Task input Block Start

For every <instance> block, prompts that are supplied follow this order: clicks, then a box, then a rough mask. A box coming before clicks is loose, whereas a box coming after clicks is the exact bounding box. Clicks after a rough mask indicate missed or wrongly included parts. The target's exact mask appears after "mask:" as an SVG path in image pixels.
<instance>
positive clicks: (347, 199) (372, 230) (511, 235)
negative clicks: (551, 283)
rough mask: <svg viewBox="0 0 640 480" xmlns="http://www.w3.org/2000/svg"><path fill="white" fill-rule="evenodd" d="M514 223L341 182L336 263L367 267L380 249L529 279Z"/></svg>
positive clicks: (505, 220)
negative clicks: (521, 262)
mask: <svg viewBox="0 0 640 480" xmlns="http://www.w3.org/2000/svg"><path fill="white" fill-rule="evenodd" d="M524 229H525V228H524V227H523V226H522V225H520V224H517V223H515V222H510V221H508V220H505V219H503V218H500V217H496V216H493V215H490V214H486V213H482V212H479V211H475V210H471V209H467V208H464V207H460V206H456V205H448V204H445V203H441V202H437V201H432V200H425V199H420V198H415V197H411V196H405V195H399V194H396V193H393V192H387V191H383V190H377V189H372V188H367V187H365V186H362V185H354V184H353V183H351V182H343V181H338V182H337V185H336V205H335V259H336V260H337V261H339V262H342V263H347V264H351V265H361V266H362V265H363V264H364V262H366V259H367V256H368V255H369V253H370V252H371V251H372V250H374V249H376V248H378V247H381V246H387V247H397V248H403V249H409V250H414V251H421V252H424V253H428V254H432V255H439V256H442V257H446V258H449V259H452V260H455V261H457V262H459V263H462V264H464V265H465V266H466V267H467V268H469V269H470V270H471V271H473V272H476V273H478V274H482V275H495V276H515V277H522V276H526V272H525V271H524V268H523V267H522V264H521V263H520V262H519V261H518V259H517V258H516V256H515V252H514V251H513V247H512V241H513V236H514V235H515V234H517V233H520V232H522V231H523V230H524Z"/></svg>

Task input Block End

What you need to do
Extract every line of the material above and reproduce each one character for character, without any alteration.

Expected output
For every <instance> block, prompts that are supplied follow this order: clicks, then a box, then a rough mask. A box coming before clicks is loose, whereas a box coming after clicks is the exact bounding box. Clicks after a rough mask indicate missed or wrongly included parts. The target's exact mask appears after "mask:" as an SVG path in image pixels.
<instance>
positive clicks: (347, 199) (372, 230) (511, 235)
negative clicks: (551, 283)
rough mask: <svg viewBox="0 0 640 480" xmlns="http://www.w3.org/2000/svg"><path fill="white" fill-rule="evenodd" d="M514 223L341 182L336 263L367 267L380 249L529 279Z"/></svg>
positive clicks: (505, 220)
negative clicks: (521, 262)
mask: <svg viewBox="0 0 640 480" xmlns="http://www.w3.org/2000/svg"><path fill="white" fill-rule="evenodd" d="M524 229H525V228H524V227H523V226H522V225H520V224H517V223H515V222H510V221H508V220H505V219H503V218H500V217H496V216H493V215H490V214H486V213H482V212H479V211H475V210H471V209H467V208H464V207H460V206H456V205H448V204H445V203H441V202H437V201H432V200H425V199H420V198H415V197H411V196H405V195H399V194H396V193H393V192H387V191H383V190H377V189H372V188H367V187H365V186H362V185H354V184H353V183H351V182H343V181H338V182H337V185H336V205H335V259H336V260H337V261H339V262H342V263H347V264H351V265H361V266H362V265H363V264H364V262H366V259H367V256H368V255H369V253H370V252H371V251H372V250H374V249H376V248H378V247H381V246H387V247H397V248H403V249H409V250H414V251H421V252H424V253H428V254H432V255H439V256H442V257H446V258H449V259H452V260H455V261H457V262H459V263H462V264H464V265H465V266H466V267H467V268H469V269H470V270H471V271H473V272H476V273H478V274H482V275H495V276H515V277H522V276H526V272H525V271H524V268H523V267H522V264H521V263H520V262H519V261H518V259H517V258H516V256H515V252H514V251H513V247H512V241H513V236H514V235H515V234H517V233H520V232H522V231H523V230H524Z"/></svg>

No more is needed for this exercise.